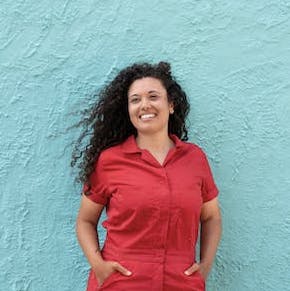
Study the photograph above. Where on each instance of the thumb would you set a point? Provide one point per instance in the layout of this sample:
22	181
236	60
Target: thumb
193	268
122	270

Task to carry out:
Go through the listing above and write it all out exactly, leaving out any picture.

Solution for this exercise:
Study the photograph above. Where on each instance of the thumb would you set a point? Provide one point per instance in the layout of this sample:
22	181
236	60
Target: thumb
193	268
122	270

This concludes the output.